- **WHAT YOU WILL DO**: Continue the article about the documentary The End of Poverty?, starting after its last sentence.

- **PASSAGE**:
-----
The End of Poverty? Director Phillip Diaz. Photo by Ed Rampell.

Food for thought


By Ed Rampell


The End of Poverty? is a kind of bookend to Capitalism: A Love Story. If Michael Moore’s movie examines how private enterprise operates at home, writer-director Philippe Diaz’s documentary explores what happens when that economic system is exported to the Third World. As scathing exposes of exploitation these nonfiction films share much -- ironic titles, onscreen social critics and most importantly, the down and out are ready for their close-ups. At an Los Angeles screening of Capitalism Moore told me he liked The End of Poverty? and “showed it at my theater in Traverse City, Michigan.”
-----
- **SUPPLIED MATERIAL**:
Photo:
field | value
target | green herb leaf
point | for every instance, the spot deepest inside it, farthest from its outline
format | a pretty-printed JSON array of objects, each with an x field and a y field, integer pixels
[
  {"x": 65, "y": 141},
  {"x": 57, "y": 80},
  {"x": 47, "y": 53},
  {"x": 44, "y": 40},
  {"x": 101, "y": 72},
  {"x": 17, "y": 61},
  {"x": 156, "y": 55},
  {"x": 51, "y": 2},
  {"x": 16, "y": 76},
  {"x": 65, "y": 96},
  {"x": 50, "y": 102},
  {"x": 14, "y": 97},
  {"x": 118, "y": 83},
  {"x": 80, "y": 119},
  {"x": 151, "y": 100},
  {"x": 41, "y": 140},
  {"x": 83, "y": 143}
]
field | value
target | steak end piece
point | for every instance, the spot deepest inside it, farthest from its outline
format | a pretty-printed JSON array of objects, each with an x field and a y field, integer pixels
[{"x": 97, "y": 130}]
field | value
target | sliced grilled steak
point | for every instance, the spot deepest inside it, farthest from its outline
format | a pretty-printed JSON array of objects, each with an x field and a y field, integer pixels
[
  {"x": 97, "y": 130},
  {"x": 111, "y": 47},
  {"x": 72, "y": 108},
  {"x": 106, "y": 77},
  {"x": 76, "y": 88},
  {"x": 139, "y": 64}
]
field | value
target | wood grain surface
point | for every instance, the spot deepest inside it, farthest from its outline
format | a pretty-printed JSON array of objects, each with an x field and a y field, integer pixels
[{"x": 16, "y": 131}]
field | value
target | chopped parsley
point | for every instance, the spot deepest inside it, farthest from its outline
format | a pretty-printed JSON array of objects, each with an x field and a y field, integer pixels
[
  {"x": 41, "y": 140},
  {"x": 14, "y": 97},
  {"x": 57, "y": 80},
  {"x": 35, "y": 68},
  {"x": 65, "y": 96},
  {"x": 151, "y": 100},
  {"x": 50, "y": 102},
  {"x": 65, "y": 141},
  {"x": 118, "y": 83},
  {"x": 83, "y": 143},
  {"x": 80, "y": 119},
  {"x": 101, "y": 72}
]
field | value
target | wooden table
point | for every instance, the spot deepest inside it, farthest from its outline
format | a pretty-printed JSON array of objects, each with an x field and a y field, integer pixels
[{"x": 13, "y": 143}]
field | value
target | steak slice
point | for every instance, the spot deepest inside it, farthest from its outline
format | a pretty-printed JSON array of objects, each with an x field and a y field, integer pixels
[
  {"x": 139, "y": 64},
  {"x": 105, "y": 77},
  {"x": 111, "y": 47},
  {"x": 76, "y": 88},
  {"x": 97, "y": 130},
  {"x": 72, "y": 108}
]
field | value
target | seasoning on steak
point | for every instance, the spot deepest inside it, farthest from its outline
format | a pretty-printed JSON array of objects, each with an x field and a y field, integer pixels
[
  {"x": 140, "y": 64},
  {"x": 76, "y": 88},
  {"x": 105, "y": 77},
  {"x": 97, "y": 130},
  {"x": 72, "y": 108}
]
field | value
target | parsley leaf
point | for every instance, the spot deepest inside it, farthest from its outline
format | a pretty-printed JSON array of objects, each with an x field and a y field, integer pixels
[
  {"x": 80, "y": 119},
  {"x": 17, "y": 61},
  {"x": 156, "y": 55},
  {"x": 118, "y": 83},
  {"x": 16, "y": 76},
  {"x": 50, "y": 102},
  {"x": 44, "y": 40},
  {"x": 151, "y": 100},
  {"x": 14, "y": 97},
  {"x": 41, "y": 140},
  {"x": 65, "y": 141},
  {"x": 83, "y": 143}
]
-----
- **EXPECTED OUTPUT**:
With The End of Poverty? Kenya and Tanzania location shooting, Diaz’s doc -- which has played on the film festival circuit from Cannes to Nairobi to Sao Paulo to Calcutta -- was a natural for L.A.’s Pan African Film Festival. PAFF’s Executive Director, ex-Black Panther Ayuko Babu, was so enthusiastic about The End of Poverty? he watched it twice; last February the 104-minute film won an Honorable Mention in that PAFF’s Best Documentary category. Activist/actor James Cromwell, the farmer in 1995’s talking pig comedy, Babe says, “This film should be discussed and seen by as many people as possible.” 


The End of Poverty? activists, academics, authors and experts include ex-CIA analyst Chalmers Johnson, former World Bank chief economist and Nobel Prize winner Joseph Stiglitz, Bolivian Vice President Alvaro Garcia Linera and John Perkins, who wrote Confessions of an Economic Hit Man.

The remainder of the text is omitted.